_WRITTEN INSTRUCTION 1_
Which lines in the rows below contain the word "stack"? Copy each of them.

_SELECTED PASSAGE_
--- Begin ---
Detachments are a London-based, Post-punk influenced Art rock/electronic group led by Bastien Marshal (born Manchester). They were discovered and signed by Thisisnotanexit Records in 2008.

Limited edition 12" release Fear No Fear received excellent reviews including Single of the Day in The Times reviewed by Trevor Jackson who liked what he heard so much that he later went on to produce Messages and The Flowers That Fell.

Official debut The Flowers That Fell (released 2009) achieved NME Radio A-List status, Drowned In Sound  Single of The Day and BBC Radio 1 Alternative Single of The Week on Steve Lamacq's In New Music We Trust show, the track also featured at number 3 in NME magazine's 10 Tracks You Have To Hear feature.

Second single Circles was produced by James Ford and accompanied by H.A.L. produced by Andrew Weatherall. The package includes several acclaimed remixes including the Round&Round Mix by Dubstep pioneer Martyn which is featured on the Fabric 50 compilation.

With its Nouveau Minimal Wave and Cold Wave sound Detachments' ensuing eponymous debut album (produced by James Ford) found them an international cult following. The album is steeped with existential undertones and an austere, dystopian outlook. In 2010 The Guardian columnist Paul Lester nominated Detachments for Best New Bands of 2010 where they sat at the top of the list.
--- End ---
_WRITTEN INSTRUCTION 2_
Which people does the Detachments profile above mention by name? List every one.

(Source records)
--- Begin ---
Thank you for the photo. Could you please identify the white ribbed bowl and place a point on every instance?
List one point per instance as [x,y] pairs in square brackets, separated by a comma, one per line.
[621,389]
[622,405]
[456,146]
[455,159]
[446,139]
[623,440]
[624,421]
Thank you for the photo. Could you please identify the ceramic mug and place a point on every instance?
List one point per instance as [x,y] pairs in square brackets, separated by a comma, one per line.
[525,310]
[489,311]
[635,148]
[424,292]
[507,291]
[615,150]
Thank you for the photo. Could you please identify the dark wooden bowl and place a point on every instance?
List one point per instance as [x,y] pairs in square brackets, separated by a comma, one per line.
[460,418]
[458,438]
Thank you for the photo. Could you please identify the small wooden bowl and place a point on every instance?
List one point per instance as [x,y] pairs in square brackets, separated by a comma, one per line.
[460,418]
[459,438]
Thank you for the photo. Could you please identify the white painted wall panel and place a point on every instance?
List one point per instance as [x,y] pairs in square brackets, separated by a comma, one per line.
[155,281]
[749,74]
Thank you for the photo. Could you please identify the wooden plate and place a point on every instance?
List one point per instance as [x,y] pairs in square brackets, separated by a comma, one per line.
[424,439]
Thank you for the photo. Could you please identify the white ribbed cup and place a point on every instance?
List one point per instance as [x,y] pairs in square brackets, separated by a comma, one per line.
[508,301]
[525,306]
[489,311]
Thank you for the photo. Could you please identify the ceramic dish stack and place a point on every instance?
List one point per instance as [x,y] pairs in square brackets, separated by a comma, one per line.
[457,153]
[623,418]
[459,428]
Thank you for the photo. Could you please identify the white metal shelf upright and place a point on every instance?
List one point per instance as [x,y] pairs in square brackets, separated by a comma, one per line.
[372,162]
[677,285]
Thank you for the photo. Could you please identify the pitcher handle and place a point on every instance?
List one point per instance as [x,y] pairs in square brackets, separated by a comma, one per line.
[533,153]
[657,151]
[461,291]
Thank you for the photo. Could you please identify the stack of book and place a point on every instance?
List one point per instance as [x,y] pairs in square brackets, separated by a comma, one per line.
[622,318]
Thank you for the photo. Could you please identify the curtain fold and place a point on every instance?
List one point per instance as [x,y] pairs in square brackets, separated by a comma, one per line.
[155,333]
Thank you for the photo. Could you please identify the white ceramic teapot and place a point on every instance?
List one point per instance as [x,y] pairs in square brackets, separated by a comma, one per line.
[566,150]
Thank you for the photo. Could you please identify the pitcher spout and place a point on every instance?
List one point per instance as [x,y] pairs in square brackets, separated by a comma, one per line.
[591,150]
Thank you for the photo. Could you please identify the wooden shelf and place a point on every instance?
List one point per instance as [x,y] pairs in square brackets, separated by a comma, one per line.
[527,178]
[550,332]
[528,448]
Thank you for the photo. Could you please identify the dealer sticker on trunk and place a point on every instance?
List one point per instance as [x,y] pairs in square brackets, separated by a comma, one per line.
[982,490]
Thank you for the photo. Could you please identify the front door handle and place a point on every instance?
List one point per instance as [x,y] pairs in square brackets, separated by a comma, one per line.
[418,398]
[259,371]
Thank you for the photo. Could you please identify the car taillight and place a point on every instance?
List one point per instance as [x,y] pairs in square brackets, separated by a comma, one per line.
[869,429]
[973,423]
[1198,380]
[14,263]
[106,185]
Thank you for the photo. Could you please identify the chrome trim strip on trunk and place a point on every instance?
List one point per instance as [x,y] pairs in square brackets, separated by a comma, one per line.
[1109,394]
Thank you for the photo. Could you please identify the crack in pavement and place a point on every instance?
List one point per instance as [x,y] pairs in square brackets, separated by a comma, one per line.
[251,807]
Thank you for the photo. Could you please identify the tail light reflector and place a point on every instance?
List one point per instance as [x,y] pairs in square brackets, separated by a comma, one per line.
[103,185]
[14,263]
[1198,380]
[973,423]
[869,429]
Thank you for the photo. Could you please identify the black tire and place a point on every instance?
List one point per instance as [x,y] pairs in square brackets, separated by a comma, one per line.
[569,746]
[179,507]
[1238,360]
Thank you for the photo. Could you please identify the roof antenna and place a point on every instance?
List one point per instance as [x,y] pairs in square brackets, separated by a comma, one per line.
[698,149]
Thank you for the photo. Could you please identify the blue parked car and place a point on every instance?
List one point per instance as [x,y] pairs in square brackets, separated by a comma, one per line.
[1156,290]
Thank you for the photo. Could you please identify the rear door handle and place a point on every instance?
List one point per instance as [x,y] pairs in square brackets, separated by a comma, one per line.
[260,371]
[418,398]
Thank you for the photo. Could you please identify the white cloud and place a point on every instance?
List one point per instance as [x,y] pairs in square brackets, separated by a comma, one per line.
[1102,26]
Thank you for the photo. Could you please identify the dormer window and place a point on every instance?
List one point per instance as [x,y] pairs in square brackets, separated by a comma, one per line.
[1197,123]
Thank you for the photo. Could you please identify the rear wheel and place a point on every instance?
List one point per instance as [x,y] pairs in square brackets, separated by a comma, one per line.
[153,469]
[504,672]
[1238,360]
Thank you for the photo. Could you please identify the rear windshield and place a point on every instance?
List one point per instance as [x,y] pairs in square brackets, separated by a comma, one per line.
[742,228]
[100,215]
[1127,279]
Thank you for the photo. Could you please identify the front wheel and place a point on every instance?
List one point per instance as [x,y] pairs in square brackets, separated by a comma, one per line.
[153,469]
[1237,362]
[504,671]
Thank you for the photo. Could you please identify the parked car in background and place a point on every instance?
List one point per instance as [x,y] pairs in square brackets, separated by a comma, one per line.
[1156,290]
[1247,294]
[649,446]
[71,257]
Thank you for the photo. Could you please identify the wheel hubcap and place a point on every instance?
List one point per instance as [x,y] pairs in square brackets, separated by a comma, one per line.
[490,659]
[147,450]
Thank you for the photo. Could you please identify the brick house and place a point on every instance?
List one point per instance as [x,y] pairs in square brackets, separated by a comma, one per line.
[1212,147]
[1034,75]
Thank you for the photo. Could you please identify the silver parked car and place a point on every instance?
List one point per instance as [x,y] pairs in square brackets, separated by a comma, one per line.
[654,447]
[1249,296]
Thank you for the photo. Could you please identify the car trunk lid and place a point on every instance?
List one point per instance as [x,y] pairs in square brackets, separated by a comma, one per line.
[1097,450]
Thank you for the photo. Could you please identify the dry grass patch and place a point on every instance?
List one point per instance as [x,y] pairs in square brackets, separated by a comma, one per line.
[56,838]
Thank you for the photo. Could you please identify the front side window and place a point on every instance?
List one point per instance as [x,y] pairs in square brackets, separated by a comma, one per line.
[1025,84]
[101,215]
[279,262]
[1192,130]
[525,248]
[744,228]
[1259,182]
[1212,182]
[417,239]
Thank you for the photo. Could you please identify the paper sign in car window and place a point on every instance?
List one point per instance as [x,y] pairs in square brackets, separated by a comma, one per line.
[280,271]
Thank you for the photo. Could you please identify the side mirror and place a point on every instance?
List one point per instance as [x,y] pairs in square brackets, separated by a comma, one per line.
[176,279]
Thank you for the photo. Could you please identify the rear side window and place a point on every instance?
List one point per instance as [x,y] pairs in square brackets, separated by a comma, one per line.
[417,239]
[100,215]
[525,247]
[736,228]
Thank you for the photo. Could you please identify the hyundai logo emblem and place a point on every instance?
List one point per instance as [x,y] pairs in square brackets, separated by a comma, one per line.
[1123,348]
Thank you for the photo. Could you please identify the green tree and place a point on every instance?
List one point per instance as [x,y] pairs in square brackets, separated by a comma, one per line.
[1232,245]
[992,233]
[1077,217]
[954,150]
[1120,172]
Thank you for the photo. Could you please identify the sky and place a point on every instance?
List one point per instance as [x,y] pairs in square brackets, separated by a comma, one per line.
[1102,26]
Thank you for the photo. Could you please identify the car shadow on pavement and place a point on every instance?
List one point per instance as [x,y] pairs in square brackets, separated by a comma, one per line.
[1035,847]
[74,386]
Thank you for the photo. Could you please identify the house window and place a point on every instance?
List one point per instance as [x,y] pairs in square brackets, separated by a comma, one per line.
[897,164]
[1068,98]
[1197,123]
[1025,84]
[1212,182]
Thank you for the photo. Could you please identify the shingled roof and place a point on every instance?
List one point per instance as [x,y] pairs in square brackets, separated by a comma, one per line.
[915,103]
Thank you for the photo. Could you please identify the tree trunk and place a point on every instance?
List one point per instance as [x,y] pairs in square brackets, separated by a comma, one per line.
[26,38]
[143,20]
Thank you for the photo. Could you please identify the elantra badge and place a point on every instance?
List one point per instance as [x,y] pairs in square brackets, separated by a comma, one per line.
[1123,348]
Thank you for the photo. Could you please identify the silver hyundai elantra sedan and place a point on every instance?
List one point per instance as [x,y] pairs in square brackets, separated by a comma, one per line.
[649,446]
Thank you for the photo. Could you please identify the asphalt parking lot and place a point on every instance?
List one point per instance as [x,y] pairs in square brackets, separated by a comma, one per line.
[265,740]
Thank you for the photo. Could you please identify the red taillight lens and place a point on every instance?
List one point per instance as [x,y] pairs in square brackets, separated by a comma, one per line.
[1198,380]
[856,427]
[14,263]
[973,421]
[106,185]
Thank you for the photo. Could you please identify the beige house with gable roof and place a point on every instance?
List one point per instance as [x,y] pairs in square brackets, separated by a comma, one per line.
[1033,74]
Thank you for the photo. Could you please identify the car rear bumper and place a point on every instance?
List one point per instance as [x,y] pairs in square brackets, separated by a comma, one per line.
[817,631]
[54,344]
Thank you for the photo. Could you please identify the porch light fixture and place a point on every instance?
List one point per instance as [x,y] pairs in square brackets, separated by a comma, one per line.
--- End ---
_COMPLETE OUTPUT 1_
Thank you for the photo. Could you please identify the ceramic dish stack and place a point on every instance?
Thank you for the photo. Could you please identify the stack of book and place a point on every instance?

_COMPLETE OUTPUT 2_
Bastien Marshal
Trevor Jackson
Steve Lamacq
James Ford
Andrew Weatherall
Martyn
Paul Lester